» To do:
Copy out, unchanged, the items below from the line containing "Category: asphalt parking lot" through the line containing "(1188, 199)", both lines included.

+ + +

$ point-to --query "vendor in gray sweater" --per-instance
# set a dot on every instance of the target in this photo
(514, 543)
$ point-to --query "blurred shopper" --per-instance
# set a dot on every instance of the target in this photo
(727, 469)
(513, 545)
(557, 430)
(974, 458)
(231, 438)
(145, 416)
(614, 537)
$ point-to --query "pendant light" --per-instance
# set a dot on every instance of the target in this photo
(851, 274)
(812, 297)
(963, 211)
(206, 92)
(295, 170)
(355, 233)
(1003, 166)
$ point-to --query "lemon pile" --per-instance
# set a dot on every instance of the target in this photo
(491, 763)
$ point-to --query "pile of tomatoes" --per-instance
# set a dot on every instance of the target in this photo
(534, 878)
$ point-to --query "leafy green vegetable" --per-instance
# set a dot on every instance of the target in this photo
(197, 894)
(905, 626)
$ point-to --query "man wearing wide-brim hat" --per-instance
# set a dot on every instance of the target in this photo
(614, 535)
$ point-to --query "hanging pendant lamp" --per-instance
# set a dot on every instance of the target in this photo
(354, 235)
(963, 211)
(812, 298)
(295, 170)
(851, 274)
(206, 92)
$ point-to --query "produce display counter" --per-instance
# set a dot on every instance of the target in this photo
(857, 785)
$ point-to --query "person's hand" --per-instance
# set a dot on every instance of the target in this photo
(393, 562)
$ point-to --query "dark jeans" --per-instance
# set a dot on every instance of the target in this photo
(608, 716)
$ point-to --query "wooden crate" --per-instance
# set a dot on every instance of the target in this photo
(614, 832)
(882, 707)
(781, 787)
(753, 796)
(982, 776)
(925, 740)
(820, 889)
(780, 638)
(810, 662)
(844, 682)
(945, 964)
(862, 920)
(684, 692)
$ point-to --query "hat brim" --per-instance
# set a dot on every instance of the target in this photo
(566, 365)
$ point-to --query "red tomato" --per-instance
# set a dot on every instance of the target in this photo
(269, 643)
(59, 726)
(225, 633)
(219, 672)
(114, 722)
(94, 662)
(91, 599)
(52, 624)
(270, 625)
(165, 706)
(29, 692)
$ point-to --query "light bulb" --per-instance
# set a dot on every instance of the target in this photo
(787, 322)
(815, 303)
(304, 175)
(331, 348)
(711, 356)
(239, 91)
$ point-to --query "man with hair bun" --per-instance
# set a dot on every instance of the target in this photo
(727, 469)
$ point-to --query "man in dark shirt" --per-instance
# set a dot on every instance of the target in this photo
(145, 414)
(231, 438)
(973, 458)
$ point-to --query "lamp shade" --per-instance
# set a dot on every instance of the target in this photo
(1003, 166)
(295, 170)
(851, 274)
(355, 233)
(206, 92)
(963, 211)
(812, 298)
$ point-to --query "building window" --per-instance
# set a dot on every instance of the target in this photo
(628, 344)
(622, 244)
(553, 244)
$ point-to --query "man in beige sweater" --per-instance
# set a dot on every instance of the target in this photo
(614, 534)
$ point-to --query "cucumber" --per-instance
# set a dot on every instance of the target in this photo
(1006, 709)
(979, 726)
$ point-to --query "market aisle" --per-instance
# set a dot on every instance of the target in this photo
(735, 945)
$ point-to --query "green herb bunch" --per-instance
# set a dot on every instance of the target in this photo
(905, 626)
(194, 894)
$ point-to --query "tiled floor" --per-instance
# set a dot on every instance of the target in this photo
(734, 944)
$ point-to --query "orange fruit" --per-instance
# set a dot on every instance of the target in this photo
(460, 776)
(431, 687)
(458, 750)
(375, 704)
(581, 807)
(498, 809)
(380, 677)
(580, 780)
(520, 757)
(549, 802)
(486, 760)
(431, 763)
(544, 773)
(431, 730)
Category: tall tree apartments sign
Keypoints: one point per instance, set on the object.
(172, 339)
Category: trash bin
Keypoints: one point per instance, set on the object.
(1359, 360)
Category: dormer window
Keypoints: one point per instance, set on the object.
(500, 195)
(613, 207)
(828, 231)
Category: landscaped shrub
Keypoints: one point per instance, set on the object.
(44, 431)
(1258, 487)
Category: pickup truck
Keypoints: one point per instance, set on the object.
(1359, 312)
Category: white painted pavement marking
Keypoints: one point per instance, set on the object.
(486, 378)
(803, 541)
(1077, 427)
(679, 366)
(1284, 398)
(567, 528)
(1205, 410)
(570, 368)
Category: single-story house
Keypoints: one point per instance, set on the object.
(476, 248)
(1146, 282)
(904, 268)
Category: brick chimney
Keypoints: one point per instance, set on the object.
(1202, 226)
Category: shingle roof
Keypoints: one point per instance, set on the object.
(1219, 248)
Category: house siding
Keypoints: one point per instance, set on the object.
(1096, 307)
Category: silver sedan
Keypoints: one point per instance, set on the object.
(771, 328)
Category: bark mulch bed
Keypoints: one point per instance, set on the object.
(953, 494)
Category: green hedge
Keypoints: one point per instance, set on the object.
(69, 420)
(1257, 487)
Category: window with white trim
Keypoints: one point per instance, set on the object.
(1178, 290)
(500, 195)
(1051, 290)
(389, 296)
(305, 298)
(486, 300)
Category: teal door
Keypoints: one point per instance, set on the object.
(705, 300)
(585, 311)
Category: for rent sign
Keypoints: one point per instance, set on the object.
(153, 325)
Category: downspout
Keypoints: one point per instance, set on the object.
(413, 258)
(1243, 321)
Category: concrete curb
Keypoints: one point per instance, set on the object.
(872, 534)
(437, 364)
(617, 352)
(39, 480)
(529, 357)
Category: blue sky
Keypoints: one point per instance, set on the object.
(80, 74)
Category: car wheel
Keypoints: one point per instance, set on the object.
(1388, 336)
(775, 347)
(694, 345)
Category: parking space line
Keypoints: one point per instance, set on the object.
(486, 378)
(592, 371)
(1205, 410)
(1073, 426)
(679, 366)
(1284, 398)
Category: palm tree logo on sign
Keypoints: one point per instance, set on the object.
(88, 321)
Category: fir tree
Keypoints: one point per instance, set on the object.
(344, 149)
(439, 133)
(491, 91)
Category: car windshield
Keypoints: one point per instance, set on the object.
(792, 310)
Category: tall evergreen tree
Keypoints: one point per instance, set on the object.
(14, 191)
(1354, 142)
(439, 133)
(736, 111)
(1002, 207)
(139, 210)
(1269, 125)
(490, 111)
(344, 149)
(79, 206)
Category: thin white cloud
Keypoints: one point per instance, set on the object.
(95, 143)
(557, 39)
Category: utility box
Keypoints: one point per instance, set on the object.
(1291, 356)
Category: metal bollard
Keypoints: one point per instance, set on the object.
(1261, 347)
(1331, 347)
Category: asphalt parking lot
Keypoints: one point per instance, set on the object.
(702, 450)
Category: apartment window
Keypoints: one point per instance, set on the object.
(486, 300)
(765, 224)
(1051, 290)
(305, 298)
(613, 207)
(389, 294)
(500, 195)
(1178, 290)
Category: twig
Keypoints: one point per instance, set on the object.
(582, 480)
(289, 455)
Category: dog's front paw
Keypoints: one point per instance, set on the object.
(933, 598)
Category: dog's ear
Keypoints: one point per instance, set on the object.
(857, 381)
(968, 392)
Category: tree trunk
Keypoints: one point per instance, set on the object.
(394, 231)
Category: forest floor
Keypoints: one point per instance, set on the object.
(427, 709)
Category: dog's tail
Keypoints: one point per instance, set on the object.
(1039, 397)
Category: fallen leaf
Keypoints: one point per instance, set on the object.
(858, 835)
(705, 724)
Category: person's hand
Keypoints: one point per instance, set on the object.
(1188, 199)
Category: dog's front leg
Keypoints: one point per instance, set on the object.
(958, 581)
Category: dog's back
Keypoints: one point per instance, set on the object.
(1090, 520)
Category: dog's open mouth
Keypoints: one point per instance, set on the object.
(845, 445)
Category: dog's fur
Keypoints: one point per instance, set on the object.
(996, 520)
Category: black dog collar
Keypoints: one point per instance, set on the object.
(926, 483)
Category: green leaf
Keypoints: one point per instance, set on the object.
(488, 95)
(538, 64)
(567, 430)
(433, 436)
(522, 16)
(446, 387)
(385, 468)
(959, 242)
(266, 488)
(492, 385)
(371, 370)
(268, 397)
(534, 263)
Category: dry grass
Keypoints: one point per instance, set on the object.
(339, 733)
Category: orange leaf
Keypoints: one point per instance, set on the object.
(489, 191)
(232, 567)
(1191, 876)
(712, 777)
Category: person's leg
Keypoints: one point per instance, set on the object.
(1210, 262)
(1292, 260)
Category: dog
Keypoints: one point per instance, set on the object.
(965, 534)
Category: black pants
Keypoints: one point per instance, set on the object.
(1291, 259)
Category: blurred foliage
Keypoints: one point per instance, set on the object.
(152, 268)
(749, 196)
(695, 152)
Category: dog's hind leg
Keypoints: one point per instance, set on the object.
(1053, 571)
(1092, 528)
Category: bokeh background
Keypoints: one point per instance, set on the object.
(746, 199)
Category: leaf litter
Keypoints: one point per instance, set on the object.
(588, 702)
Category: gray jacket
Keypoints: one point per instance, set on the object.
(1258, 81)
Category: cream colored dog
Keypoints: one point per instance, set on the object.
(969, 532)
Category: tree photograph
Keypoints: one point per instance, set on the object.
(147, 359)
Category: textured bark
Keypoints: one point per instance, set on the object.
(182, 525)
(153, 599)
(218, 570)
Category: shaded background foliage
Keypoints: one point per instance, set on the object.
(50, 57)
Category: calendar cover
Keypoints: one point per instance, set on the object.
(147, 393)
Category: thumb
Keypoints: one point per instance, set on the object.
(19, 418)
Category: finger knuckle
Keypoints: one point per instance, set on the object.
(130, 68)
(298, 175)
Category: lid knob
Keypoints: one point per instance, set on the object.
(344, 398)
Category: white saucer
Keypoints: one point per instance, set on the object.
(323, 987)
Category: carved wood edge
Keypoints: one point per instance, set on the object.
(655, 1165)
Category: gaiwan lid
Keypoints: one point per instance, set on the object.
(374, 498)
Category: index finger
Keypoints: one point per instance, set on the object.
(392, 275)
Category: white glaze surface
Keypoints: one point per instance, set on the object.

+ + +

» Solution to the problem:
Category: asphalt parking lot
Keypoints: one point per instance, set on the object.
(702, 450)
Category: apartment window
Keypoints: one point per instance, set on the object.
(486, 300)
(765, 224)
(1051, 290)
(305, 298)
(613, 207)
(389, 294)
(500, 195)
(1178, 290)
Category: twig
Keypoints: one point per instance, set on the object.
(582, 480)
(289, 455)
Category: dog's front paw
Keypoints: one point per instance, set on the object.
(933, 598)
Category: dog's ear
Keypoints: one point per instance, set on the object.
(857, 381)
(968, 392)
Category: tree trunk
Keypoints: one point per instance, set on the object.
(394, 231)
Category: forest floor
Keypoints: one point per instance, set on the object.
(427, 709)
Category: dog's tail
Keypoints: one point per instance, set on the object.
(1039, 397)
Category: fallen leaf
Keypoints: one point per instance, set on the object.
(858, 835)
(705, 724)
Category: person's hand
Keypoints: one point per instance, set on the object.
(1188, 199)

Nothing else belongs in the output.